■ LISTED ENTRIES:
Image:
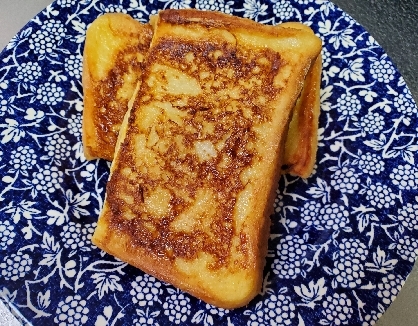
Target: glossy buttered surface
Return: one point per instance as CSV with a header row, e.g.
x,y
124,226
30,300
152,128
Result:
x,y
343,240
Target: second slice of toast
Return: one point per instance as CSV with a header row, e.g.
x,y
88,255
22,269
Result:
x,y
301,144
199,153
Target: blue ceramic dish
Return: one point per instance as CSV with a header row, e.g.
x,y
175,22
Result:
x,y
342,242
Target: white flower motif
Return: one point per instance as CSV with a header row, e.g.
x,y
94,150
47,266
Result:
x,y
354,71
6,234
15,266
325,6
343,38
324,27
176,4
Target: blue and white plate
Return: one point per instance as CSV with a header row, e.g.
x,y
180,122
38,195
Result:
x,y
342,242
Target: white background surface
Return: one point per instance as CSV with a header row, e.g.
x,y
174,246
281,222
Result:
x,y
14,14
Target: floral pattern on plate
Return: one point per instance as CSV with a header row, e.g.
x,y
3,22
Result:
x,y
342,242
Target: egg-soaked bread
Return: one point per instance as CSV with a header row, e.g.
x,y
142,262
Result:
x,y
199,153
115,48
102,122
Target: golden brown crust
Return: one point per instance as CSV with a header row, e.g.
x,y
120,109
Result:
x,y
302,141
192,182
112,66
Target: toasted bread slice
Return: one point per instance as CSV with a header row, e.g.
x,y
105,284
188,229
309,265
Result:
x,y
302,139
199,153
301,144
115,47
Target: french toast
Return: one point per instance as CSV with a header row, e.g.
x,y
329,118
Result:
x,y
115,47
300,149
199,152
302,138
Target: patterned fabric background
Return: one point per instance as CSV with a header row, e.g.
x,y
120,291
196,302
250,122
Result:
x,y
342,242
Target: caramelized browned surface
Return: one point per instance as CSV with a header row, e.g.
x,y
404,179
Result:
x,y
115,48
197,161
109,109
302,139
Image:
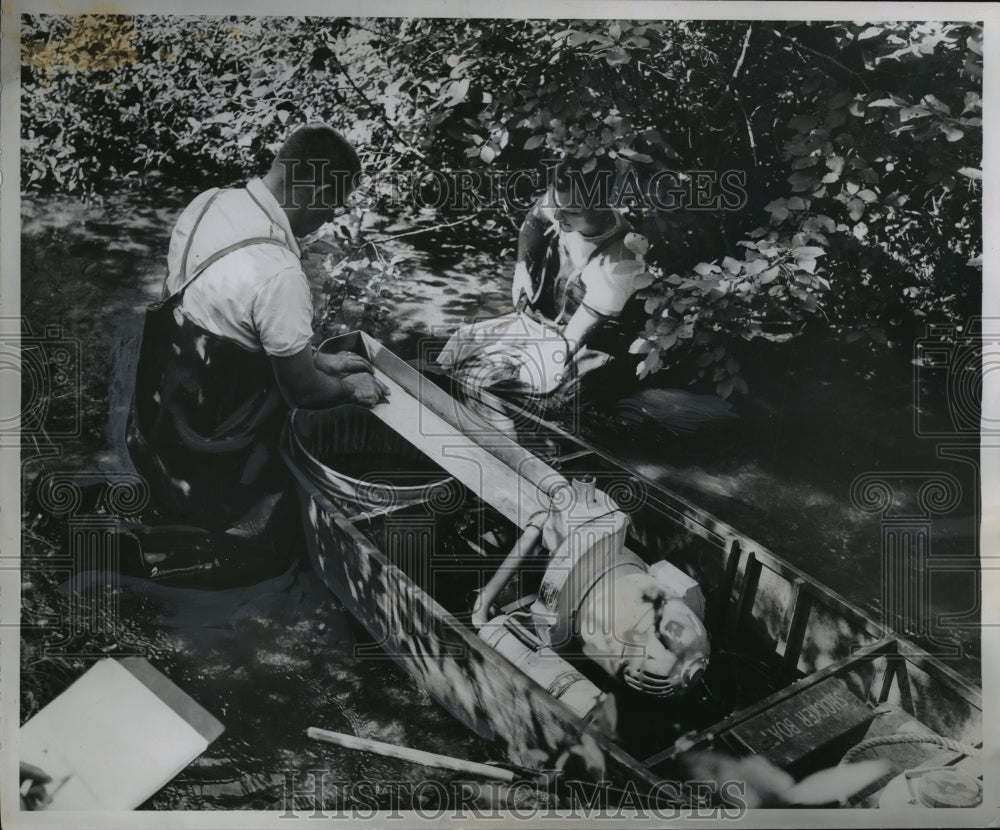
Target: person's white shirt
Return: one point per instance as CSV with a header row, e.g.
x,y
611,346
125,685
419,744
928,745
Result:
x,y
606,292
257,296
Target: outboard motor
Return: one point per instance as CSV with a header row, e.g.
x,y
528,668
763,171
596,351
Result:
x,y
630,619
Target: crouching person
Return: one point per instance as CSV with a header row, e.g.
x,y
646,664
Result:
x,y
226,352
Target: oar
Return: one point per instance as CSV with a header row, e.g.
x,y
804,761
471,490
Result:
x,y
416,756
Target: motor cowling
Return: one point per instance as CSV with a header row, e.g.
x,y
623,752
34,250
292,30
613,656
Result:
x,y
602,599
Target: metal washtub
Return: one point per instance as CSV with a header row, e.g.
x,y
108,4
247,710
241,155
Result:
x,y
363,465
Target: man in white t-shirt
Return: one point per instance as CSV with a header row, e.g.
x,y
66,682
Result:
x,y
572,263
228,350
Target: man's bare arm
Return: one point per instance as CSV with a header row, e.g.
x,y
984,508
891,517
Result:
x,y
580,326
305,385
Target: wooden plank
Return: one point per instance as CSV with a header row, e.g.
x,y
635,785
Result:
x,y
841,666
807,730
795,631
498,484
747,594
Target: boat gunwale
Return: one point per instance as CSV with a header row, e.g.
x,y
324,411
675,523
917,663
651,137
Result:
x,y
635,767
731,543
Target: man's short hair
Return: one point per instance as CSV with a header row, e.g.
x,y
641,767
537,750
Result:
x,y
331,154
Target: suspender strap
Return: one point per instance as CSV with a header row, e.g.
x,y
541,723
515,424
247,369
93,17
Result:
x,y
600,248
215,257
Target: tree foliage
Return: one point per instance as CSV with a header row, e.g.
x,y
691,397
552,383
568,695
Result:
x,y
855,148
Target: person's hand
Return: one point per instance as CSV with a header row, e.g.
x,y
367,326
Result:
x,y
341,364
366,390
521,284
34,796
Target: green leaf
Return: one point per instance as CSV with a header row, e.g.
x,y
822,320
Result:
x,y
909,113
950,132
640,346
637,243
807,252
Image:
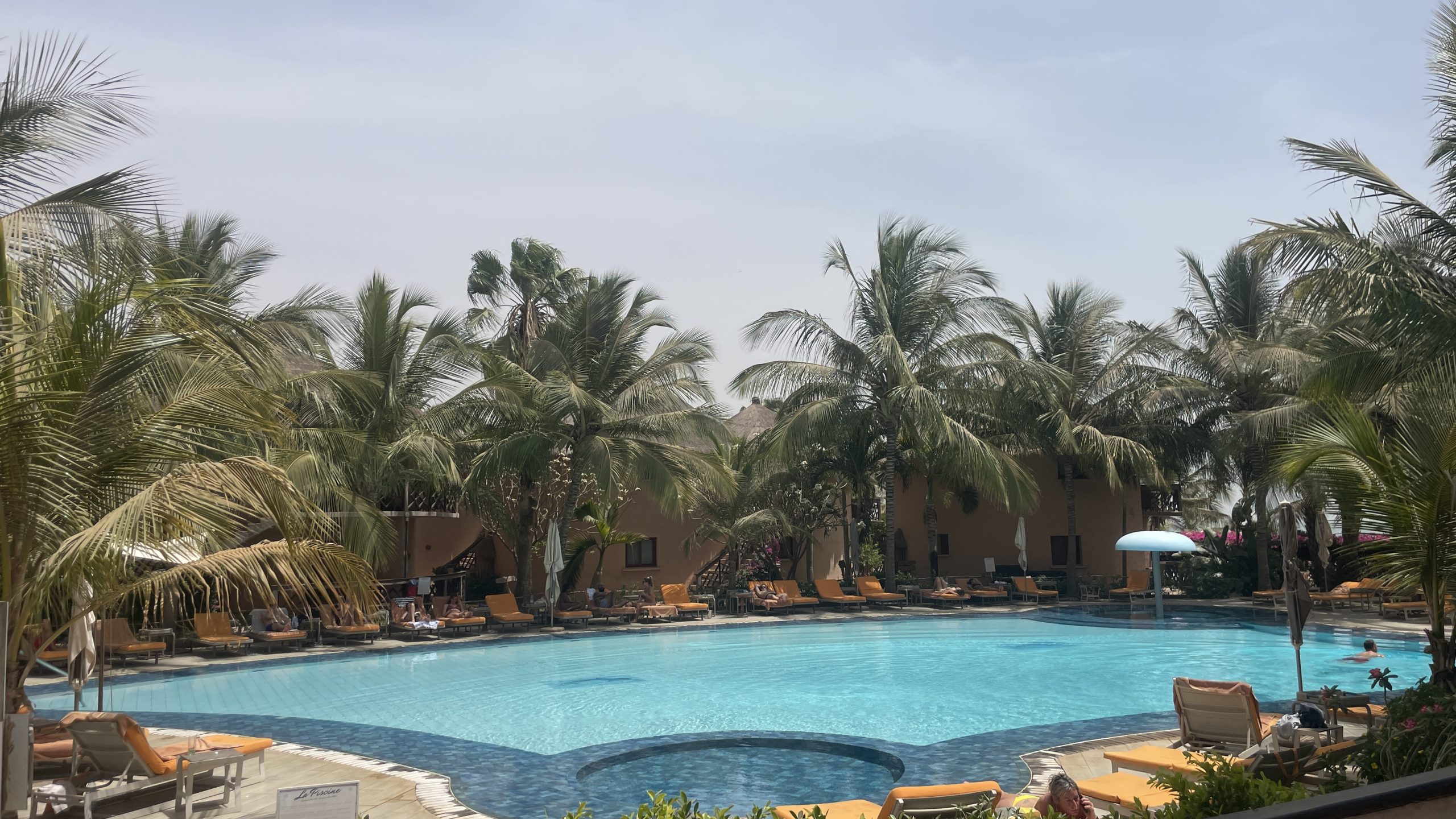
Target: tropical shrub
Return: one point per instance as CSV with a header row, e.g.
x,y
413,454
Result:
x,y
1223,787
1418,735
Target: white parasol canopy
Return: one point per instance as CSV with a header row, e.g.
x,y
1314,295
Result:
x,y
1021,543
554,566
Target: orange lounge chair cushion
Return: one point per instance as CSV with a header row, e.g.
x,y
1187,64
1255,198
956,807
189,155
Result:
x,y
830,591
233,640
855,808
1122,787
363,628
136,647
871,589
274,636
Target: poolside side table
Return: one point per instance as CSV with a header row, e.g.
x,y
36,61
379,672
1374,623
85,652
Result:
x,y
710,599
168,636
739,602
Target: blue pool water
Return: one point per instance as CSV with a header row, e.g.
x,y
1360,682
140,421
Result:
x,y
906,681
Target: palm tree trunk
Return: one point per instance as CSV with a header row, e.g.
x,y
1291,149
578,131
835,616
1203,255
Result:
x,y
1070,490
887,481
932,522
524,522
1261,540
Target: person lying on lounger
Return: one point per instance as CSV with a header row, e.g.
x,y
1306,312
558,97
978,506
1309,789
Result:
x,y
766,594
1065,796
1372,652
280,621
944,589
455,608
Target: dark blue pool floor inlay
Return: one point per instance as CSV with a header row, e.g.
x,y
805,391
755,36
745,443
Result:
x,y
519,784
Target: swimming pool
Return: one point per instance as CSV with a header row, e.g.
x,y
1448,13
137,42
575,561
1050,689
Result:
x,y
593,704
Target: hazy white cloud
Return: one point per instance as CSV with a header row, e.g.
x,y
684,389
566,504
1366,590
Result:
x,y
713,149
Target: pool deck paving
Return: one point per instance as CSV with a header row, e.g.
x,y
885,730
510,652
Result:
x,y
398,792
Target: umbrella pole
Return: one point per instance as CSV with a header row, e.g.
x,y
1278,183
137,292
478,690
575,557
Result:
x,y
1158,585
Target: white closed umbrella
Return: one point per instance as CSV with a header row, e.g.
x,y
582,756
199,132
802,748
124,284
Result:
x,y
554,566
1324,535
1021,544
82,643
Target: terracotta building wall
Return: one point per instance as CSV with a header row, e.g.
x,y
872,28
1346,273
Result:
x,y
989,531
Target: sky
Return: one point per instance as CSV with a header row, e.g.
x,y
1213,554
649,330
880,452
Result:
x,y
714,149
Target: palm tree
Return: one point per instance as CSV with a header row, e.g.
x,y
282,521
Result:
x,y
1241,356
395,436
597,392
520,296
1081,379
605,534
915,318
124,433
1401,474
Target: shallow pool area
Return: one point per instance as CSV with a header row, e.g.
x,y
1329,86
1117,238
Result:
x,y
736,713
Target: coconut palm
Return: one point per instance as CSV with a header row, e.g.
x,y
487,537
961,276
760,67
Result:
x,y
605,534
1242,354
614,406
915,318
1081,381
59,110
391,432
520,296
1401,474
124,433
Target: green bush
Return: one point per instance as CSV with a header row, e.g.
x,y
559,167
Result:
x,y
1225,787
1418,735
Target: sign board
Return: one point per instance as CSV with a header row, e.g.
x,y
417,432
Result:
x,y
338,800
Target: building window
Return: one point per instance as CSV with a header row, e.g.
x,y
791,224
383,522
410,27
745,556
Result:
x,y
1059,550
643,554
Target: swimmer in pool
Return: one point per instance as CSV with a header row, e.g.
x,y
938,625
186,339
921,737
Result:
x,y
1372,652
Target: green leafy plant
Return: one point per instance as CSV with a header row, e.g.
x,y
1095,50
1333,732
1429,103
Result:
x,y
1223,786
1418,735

■ WRITTEN INSTRUCTION: Please substitute "one point per object" for every instance of "one point per instance" in all the rows above, and give the rows again with everything else unchanged. Omit the pictures from your answer.

■ FULL ANSWER:
Image:
Target: glossy buttered surface
Return: one point per object as CSV with a header row, e.g.
x,y
124,226
30,300
152,128
Result:
x,y
343,240
Target: second slice of toast
Return: one point per object as CSV with a header row, e.g.
x,y
88,255
22,269
Result:
x,y
301,144
199,153
Target: blue ceramic dish
Return: one point per object as CSV with a header row, e.g.
x,y
175,22
Result:
x,y
342,242
Target: white flower motif
Return: one point per object as CSV with a header row, e.g.
x,y
94,150
47,266
Result:
x,y
354,71
6,234
15,266
325,6
343,38
324,27
176,4
Target: blue and white plate
Return: one point per object as CSV with a header row, e.g.
x,y
180,122
38,195
Result:
x,y
342,242
Target: white background surface
Return: one point per object as CSV with a header row, e.g.
x,y
174,246
281,222
Result:
x,y
14,14
Target: floral pattern on plate
Return: one point per object as CSV with a header row, e.g.
x,y
3,22
Result:
x,y
342,242
Target: egg-soaked bread
Return: one point per object as CSV with a header row, e.g.
x,y
142,262
Result:
x,y
199,153
115,48
102,122
Target: golden brown crust
Return: one point per object as CSV with a header row, e.g.
x,y
120,109
Result:
x,y
302,141
192,182
112,66
Target: toasted bread slice
Return: one point per object as CSV with a header row, e.g.
x,y
105,284
188,229
309,265
Result:
x,y
302,139
199,153
301,144
115,47
Target: french toast
Return: one point per object as CSV with a header row, e.g.
x,y
329,118
Result:
x,y
115,47
300,149
199,152
302,138
Target: patterned fabric background
Return: one point per object as CSV with a header row, e.g.
x,y
120,291
196,302
250,122
Result:
x,y
342,242
Target: caramelized browned surface
Return: one point per object as CSV with a header row, e.g.
x,y
404,179
Result:
x,y
115,48
197,161
109,109
302,139
Image:
Target: person's white shirt
Return: one point per object as CSV with a header row, e.g.
x,y
611,346
125,685
419,744
928,745
Result:
x,y
606,292
257,296
Target: outboard motor
Return: one point per object as CSV with a header row, e.g.
x,y
528,668
763,171
596,351
Result:
x,y
630,619
Target: crouching person
Return: one point per object as CSV with a header row, e.g.
x,y
646,664
Result:
x,y
226,352
Target: oar
Return: one point per object as CSV with a header row, e.g.
x,y
804,761
471,490
Result:
x,y
416,756
Target: motor cowling
Return: one point per object as CSV with a header row, e.g.
x,y
623,752
34,250
292,30
613,656
Result:
x,y
602,599
Target: metal washtub
Return: one point per object as CSV with a header row, e.g.
x,y
108,4
247,710
241,155
Result:
x,y
363,465
Target: man in white t-shirt
Return: one point per object as CSV with a header row, e.g.
x,y
66,682
Result:
x,y
572,263
228,350
Target: man's bare arm
Return: one point per object as CSV with a header row, e.g.
x,y
984,508
891,517
Result:
x,y
580,326
305,385
Target: wooden plank
Return: one point per object as CSV with a header row, e.g.
x,y
635,785
Result:
x,y
841,666
807,730
795,631
498,484
747,594
Target: boat gunwale
Return: one point per object as CSV with a header row, e.g.
x,y
324,411
675,523
917,663
651,137
Result:
x,y
635,767
731,543
Target: man's short hair
Return: one point per object as CSV with a header row, e.g.
x,y
641,767
537,750
Result:
x,y
331,154
Target: suspender strap
Return: one point per object as CSV with a header row, e.g.
x,y
541,723
515,424
247,369
93,17
Result:
x,y
600,248
215,257
Target: tree foliage
Return: one point per object as CSV with a header row, e.g.
x,y
691,397
552,383
568,695
Result:
x,y
855,148
Target: person's hand
Return: one point per object as CSV with a header row, e.g.
x,y
367,326
Result:
x,y
341,364
366,390
521,284
34,796
Target: green leaf
Return: one point per object as CSV with a header row, e.g.
x,y
822,320
Result:
x,y
909,113
950,132
640,346
637,243
807,252
Image:
Target: tropical shrub
Return: one point per object as CSV with a header row, e.g.
x,y
413,454
Result:
x,y
1223,787
1418,735
Target: white parasol canopy
Return: one point per object as CSV with a header row, e.g.
x,y
1314,295
Result:
x,y
1021,543
554,566
Target: orange lounge chair cushion
Return: one point per object as CSV with a header row, e.g.
x,y
1187,64
1255,198
956,807
189,155
Result:
x,y
830,591
233,640
855,808
1122,787
363,628
136,647
871,589
274,636
Target: poolside side table
Return: one point per object as CSV with a header row, e.g.
x,y
36,61
379,672
1374,623
85,652
Result:
x,y
710,599
168,636
739,602
Target: blue pool water
Return: one point per object as CSV with a header row, e.g.
x,y
1360,682
140,421
Result:
x,y
906,681
Target: palm tree trunk
Return: one point per object as CSV with a header row, e.g.
x,y
1291,149
578,131
835,616
1203,255
Result:
x,y
1070,490
887,481
932,522
524,522
1261,540
Target: person lying on lounger
Return: one point per object as CSV with a header row, e.g.
x,y
1306,312
558,97
978,506
1309,789
Result:
x,y
766,594
1065,796
1372,652
280,621
944,589
455,608
Target: dark blue pool floor inlay
Return: one point per object as CSV with a header row, e.g.
x,y
805,391
755,36
745,443
Result:
x,y
519,784
Target: swimming pool
Return: one point per object as CSV with a header row, e.g.
x,y
1448,13
137,42
575,561
1050,689
Result:
x,y
593,704
Target: hazy white cloud
Return: one point per object as CSV with a header row, e.g.
x,y
684,389
566,504
1366,590
Result:
x,y
713,149
Target: pool deck paving
Return: one point per object as CSV with a header row, e.g.
x,y
885,730
510,652
Result:
x,y
398,792
Target: umbrella pole
Return: one point per object as CSV with a header row, e.g.
x,y
1278,183
137,292
478,690
575,557
Result:
x,y
1158,585
Target: white closed umbrella
Return: one point per object as CSV with a header row, e.g.
x,y
582,756
199,132
802,748
124,284
Result:
x,y
554,566
1324,535
1021,544
82,643
Target: terracotta building wall
Return: one point per object as CSV with a header row, e.g.
x,y
872,28
1346,273
Result:
x,y
989,531
Target: sky
Return: one point per object as CSV with a header row, e.g.
x,y
1213,554
649,330
880,452
Result:
x,y
714,149
Target: palm tree
Return: one point per object as CSV with a header row, e.g.
x,y
282,521
Result:
x,y
1241,356
395,436
597,392
520,296
1081,379
605,534
915,318
124,433
1401,474
Target: shallow pool area
Return: one point per object as CSV with a header row, e.g.
x,y
1329,86
1117,238
Result:
x,y
736,713
Target: coconut palm
Return: one point per object as CSV with a header row, e.g.
x,y
487,537
961,276
760,67
Result:
x,y
605,534
1242,354
614,406
915,318
1081,381
59,110
391,432
520,296
1401,474
124,433
Target: green bush
Return: one point per object as CSV with a header row, e.g.
x,y
559,167
Result:
x,y
1225,787
1418,735
Target: sign board
Return: one point per object as CSV with a header row, e.g.
x,y
417,432
Result:
x,y
338,800
Target: building window
Return: one point per object as CSV with a header row, e.g.
x,y
791,224
383,522
410,27
745,556
Result:
x,y
1059,550
643,554
Target: swimmer in pool
Return: one point per object as CSV with a header row, e.g.
x,y
938,625
186,339
921,737
Result:
x,y
1372,652
Target: green leafy plant
Return: one point per object as CSV with a header row, e.g.
x,y
1095,50
1333,732
1429,103
Result:
x,y
1223,786
1418,735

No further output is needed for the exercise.